[Page extract]:
■ ■ ■ ■ ■

The storylines then shifts to the personal, as our lead learns that, somewhere in his life, his fascinations have legitimate links. In Kid, it turns out that a next door neighbor is the mother of one of the first women ever executed. Desperate to connect with the event, our narrator steals a portrait of the daughter, and relishes his newly obtained talisman. But River of Crime is not finished fascinating us quite yet. As he reflects on the photo, our narrator slips into melancholia, making it very clear that a life in pursuit of such a passion is as delightful as it is disturbing. Indeed, via the mixed messages the presentation itself provides –- there are moments in every installment of great humor and horrifying dread – the band breaks many storytelling taboos to make sure their cynical conceit comes across.

What River of Crime wants to make clear is that those who play vicariously in the realm of evil and lawlessness are often bound to or bitten by it. In “Episode 4: The Beards”, our hero is accused of abducting a child, the result of a babysitting stint gone horribly, horribly wrong. All throughout the tale, the competing elements of Bluebeard (thus the title), the UK rapist Edward Paisnel, and French nobleman Gilles de Rais add to the atmosphere of pedophilic horror. Along with the use of modified vocals (processed to sound distorted, slowed down or augmented in a quite disturbing manner) and the group’s signature music, the effect is the kind of terror that shreds up your insides. Indeed, the score is one of River of Crime‘s best elements. Fans should really seek out the limited edition two CD version of the title, since it contains all five installments and over an hour of instrumental tracks.

■ ■ ■ ■ ■

[Entries supplied]:
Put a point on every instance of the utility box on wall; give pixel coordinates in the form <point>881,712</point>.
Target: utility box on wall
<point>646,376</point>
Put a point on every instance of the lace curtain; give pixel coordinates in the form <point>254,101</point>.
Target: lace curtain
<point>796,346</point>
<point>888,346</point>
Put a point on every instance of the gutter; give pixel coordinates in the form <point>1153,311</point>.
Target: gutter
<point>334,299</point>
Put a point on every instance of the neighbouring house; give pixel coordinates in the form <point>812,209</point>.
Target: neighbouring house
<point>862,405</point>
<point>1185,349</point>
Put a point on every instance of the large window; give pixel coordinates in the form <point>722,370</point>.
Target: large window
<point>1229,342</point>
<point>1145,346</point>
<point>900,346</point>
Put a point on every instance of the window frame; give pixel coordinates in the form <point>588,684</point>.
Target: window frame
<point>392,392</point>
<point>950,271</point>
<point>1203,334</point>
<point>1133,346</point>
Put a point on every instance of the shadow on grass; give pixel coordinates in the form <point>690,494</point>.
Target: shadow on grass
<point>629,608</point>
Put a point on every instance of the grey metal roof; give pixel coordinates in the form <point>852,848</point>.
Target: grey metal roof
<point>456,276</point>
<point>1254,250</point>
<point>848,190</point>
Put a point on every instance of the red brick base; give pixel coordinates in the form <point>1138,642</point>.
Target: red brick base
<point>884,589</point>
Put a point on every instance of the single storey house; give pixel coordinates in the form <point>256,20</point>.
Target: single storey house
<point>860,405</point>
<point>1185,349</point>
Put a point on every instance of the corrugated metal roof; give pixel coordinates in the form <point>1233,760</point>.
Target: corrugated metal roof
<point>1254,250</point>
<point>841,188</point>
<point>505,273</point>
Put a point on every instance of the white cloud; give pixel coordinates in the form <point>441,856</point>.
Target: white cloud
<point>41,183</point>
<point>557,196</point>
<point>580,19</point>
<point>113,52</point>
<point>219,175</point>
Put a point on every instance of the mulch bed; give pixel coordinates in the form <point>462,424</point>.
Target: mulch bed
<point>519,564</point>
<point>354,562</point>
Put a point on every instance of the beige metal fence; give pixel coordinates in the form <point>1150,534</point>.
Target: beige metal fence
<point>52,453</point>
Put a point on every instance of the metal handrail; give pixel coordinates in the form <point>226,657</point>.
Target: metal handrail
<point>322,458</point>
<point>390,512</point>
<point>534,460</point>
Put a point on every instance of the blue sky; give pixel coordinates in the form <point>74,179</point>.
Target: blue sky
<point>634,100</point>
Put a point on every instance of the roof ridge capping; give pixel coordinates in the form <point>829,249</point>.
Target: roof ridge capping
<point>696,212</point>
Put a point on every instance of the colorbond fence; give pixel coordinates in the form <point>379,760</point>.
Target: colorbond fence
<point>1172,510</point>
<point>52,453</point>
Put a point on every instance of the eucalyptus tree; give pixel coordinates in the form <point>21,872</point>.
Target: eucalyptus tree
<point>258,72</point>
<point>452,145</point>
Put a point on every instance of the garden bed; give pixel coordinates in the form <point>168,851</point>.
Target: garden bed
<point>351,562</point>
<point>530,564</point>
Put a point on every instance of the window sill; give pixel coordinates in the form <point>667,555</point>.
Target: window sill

■ ■ ■ ■ ■

[Tasks to complete]:
1. Transcribe the portion of the River of Crime review from "The storylines then" up to and including "conceit comes across.".
2. List every figure that the River of Crime review names as a competing element in "Episode 4: The Beards".

[Results of the exercise]:
1.
The storylines then shifts to the personal, as our lead learns that, somewhere in his life, his fascinations have legitimate links. In Kid, it turns out that a next door neighbor is the mother of one of the first women ever executed. Desperate to connect with the event, our narrator steals a portrait of the daughter, and relishes his newly obtained talisman. But River of Crime is not finished fascinating us quite yet. As he reflects on the photo, our narrator slips into melancholia, making it very clear that a life in pursuit of such a passion is as delightful as it is disturbing. Indeed, via the mixed messages the presentation itself provides –- there are moments in every installment of great humor and horrifying dread – the band breaks many storytelling taboos to make sure their cynical conceit comes across.

2.
- Bluebeard
- Edward Paisnel, the UK rapist
- Gilles de Rais, the French nobleman